# [To do]
Give back the records below exactly, every one, with no pictures.

** Start of Entries shown **

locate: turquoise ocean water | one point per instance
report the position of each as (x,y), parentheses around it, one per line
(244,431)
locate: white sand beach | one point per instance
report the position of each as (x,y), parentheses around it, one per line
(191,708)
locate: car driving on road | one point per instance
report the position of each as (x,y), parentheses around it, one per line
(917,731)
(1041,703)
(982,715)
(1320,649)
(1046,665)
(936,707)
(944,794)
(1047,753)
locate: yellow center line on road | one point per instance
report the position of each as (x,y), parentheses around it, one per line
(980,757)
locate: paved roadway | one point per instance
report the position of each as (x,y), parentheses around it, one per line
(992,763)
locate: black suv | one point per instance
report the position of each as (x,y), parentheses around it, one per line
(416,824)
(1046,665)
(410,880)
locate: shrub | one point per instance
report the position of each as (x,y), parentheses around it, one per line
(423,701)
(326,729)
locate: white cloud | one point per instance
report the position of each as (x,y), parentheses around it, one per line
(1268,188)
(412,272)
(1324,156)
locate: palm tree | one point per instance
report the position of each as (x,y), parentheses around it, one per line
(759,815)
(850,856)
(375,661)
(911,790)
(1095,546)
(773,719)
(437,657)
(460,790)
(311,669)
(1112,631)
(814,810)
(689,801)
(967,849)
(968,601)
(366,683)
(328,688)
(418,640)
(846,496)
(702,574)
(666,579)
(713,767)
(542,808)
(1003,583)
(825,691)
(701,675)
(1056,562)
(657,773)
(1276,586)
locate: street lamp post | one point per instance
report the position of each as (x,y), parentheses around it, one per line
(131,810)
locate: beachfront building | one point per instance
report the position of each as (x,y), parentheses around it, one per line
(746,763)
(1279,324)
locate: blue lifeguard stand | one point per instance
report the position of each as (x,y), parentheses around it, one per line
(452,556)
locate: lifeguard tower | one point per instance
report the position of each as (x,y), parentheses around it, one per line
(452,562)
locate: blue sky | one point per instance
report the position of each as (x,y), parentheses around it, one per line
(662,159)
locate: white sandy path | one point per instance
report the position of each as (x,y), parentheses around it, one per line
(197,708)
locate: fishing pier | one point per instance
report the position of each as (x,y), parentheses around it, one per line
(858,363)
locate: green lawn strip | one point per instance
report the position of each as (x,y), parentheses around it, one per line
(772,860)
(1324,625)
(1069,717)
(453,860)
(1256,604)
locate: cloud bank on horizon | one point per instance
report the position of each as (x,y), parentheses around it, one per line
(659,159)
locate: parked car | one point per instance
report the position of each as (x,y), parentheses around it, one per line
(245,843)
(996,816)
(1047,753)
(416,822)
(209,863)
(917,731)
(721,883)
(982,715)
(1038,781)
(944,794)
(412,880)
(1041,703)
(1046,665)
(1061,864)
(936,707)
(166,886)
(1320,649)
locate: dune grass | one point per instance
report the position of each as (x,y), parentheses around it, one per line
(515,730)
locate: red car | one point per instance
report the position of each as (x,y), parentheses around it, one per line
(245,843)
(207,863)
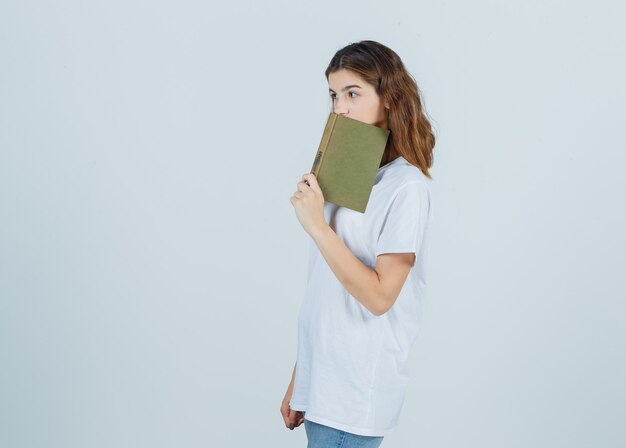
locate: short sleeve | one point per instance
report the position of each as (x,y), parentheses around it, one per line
(405,220)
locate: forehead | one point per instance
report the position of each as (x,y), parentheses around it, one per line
(341,78)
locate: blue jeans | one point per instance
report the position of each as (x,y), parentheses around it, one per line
(322,436)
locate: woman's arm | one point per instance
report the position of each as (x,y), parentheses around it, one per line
(377,289)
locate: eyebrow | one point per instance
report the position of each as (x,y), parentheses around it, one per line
(346,88)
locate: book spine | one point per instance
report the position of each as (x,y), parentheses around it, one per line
(328,130)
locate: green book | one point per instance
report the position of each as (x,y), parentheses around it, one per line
(347,160)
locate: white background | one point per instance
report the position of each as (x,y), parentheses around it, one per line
(152,266)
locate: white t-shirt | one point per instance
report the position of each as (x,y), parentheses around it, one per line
(352,366)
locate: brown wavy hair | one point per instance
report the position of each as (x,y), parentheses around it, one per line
(411,134)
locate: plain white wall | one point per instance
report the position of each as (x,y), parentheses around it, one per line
(152,266)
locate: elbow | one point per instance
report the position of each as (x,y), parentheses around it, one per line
(384,305)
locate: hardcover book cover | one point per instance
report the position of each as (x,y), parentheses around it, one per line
(347,160)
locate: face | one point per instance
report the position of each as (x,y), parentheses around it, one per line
(352,97)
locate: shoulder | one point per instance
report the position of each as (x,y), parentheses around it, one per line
(404,175)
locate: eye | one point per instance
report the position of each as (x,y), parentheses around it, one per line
(332,95)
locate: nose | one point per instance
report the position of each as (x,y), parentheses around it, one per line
(340,107)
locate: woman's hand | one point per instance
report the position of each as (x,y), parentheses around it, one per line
(292,418)
(308,201)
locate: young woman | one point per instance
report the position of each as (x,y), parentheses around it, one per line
(366,282)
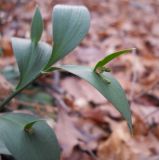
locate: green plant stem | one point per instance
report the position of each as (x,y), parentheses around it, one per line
(9,98)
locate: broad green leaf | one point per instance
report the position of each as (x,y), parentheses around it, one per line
(29,125)
(36,26)
(40,144)
(31,59)
(112,91)
(110,57)
(70,25)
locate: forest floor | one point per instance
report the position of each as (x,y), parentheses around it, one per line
(87,126)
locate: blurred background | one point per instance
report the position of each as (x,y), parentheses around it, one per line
(87,126)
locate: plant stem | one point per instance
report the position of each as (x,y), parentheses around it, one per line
(8,99)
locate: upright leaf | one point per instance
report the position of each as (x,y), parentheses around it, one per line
(112,91)
(40,144)
(31,59)
(36,26)
(70,25)
(110,57)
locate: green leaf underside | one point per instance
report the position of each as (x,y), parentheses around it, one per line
(70,25)
(39,145)
(110,57)
(30,124)
(31,59)
(112,91)
(36,26)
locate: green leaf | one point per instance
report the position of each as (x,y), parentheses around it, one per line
(31,59)
(39,144)
(36,26)
(112,91)
(28,127)
(70,25)
(110,57)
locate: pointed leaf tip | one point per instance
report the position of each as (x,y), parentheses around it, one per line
(36,26)
(111,56)
(70,25)
(112,91)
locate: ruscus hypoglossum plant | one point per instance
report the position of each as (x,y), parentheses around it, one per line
(27,137)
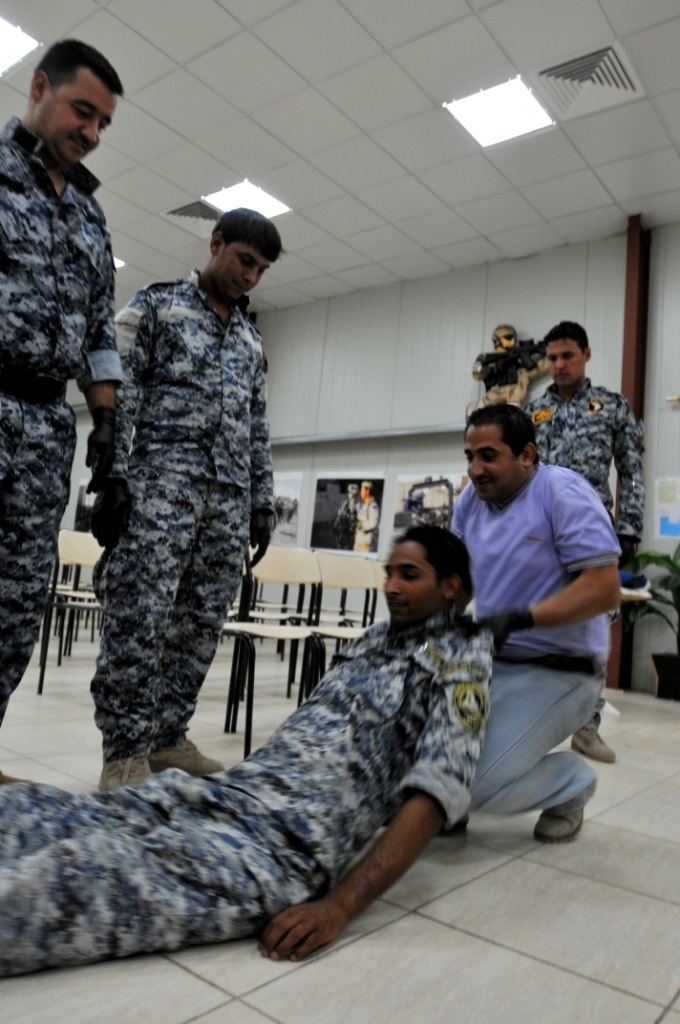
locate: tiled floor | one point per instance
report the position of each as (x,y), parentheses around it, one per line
(490,927)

** End of Entries shown **

# [Answer to the exercise]
locate: turquoise ocean water | one point per instance
report the position of each as (x,y), parentheses around it, one per line
(244,431)
locate: white sand beach | one point per instance
report the position of each as (x,y), parentheses around it, one per line
(191,708)
locate: car driving on road | one point per instance
report the position of each as (x,y), parentheses around it, one per line
(917,731)
(1041,703)
(982,715)
(1320,649)
(1046,665)
(936,707)
(944,794)
(1047,753)
locate: yellow center line on road | one point per instance
report the position of each as (x,y), parentheses around it, one per line
(980,757)
locate: paved roadway | one point per instance
report the position of each as (x,y), parentheses around it, one per line
(992,763)
locate: black suv | one point per instance
report the position of each as (x,y), parentheses around it, one per line
(416,824)
(1046,665)
(410,880)
locate: shrub | one point per instance
report the position of each as (x,y), parentheses around it, one per line
(423,701)
(326,729)
locate: white cloud | one point per instance
report the position of each as (x,y), parentheses around it, one per line
(1268,188)
(412,272)
(1324,156)
locate: palm tree | one point per instance
report the position of each as (x,y), parentheses around it, one per line
(759,815)
(850,856)
(375,661)
(911,790)
(1095,546)
(773,719)
(437,657)
(460,790)
(311,669)
(1112,631)
(814,810)
(689,801)
(967,849)
(968,601)
(366,683)
(328,688)
(418,640)
(846,496)
(702,574)
(666,579)
(713,767)
(542,808)
(1003,583)
(825,691)
(701,675)
(1056,562)
(657,773)
(1276,586)
locate: street lamp post | one point per instance
report the position of each as (x,y), parentheses around it, one per line
(131,810)
locate: beachfront building | one point per instance
report the position of each as (x,y), parentheses around it, one per line
(746,763)
(1279,324)
locate: blue lifeguard stand | one point per instance
report the position of each as (x,y), parentheses around it, one per line
(452,556)
locate: lifeguard tower | one point per instance
report the position of each as (x,y), parentheses around it, one per line
(452,562)
locate: blue sky | one point per instance
report the position of each as (x,y), parentheses around it, one per line
(662,159)
locate: white sandy path | one point per instance
report the position of each as (x,y), parentheses around it, one per line
(197,708)
locate: fishing pier | one point per instance
report the position of each as (x,y), parentheses around it, one per line
(858,363)
locate: green lawn strip | one point per instance
report the position of each as (x,y), parentheses around it, one per line
(772,860)
(1324,625)
(1069,717)
(453,860)
(1256,604)
locate: cloud bank on horizon | one point per instance
report the position of each as (x,y), parentheses around it, one per line
(659,159)
locate: parked car | one point per instance
report the position of each as (x,y), parentheses around it, one per line
(245,843)
(996,816)
(1047,753)
(416,822)
(209,863)
(917,731)
(721,883)
(982,715)
(1038,781)
(944,794)
(412,880)
(1041,703)
(1046,665)
(1061,864)
(936,707)
(166,886)
(1320,649)
locate: dune grass | one point per instance
report the position of each as (x,y), parentheses around it, one per line
(515,730)
locate: red car | one point per instance
report the position of each as (x,y), parentheses around it, one per line
(245,843)
(207,863)
locate: short sleeve | one point per instance
report the position of each as (x,y), parentheses around it, one per line
(405,220)
locate: forehead | one point per instance
report the position of each as (x,y), parentheses around it, one per line
(341,78)
locate: blue jeans | one point per instance
report the position of each as (x,y), parentheses around it, one per line
(322,436)
locate: woman's arm | one point per instance
report the position of each as (x,y), parentheses around it, one per line
(377,289)
locate: eyebrow | one point per instance
report the position of each as (x,y), parentheses around it, one per line
(346,88)
locate: book spine | one point per instance
report the position of each as (x,y), parentheses around it, one per line
(328,130)
locate: green book | one point per instance
report the position of each as (x,y), parentheses around it, one per line
(347,160)
locate: white background | one point per instance
report the position of each as (x,y), parentheses around it, one per line
(152,266)
locate: white t-shirt | one point per instance
report the position of each as (x,y), parentheses around it, one per line
(352,366)
locate: brown wavy hair | one point per instance
report the position of each as (x,y), parentheses around it, one per line
(411,134)
locate: plain white wall | one point per instance
report the position of each as (x,y), parentheses around it, one per line
(152,266)
locate: elbow | one point per instance
report the position of each as (x,y), parentheses around it, one per line
(384,305)
locate: hardcover book cover | one point per instance
report the position of each as (x,y), parentheses around it, one per line
(347,160)
locate: face | one point per instance
report the position of each as (x,y), parentheses around it, one per line
(352,97)
locate: shoulder | one point per instance
report the position of each as (x,y), parentheses around it, one per line
(404,175)
locate: eye | one point per instance
report the position of each as (x,y), parentheses around it, one per line
(332,95)
locate: nose | one point per instance
report the position of each as (x,y), parentheses around it, one per line
(340,107)
locate: woman's hand | one point per instance
report the position of each as (x,y), parentheses around it, one per line
(292,418)
(308,201)
locate: young woman | one point per instance
report the position of each as (x,y), parentheses around it, one per line
(366,282)
locate: green plant stem | one point per instance
report the position of each as (x,y), parentheses around it, one per line
(9,98)
locate: broad green leaf | one point per instance
report the position of each as (x,y), parentheses around it, one per line
(29,125)
(36,26)
(40,144)
(31,59)
(112,91)
(110,57)
(70,25)
locate: forest floor | one point per instance
report the position of each as (x,y), parentheses around it, one per line
(87,126)
locate: blurred background | one point per instance
report the position of each as (x,y), parentheses around it, one per line
(87,126)
locate: plant stem | one point per instance
report the position of each as (x,y), parentheses around it, one per line
(8,99)
locate: upright leaf | one point per instance
report the position of each as (x,y), parentheses around it, one per line
(112,91)
(40,144)
(31,59)
(36,26)
(70,25)
(110,57)
locate: green leaf underside | one point per instance
report the position of each as (x,y), parentheses around it, one per line
(70,25)
(39,145)
(110,57)
(30,124)
(31,59)
(112,91)
(36,26)
locate: green leaf | one point per instance
report the position of each as (x,y), parentheses around it, one per line
(31,59)
(39,144)
(36,26)
(112,91)
(28,127)
(70,25)
(110,57)
locate: pointed leaf tip | one point per instance
report the position of each as (x,y), parentheses around it, one per line
(36,26)
(111,56)
(70,25)
(112,91)
locate: ruscus hypoglossum plant | one point per instance
report the position of each as (x,y), parentheses around it, one per line
(27,137)
locate: tiled floor | one point per instance
report the position of each as (x,y), parentheses around it, one per line
(490,927)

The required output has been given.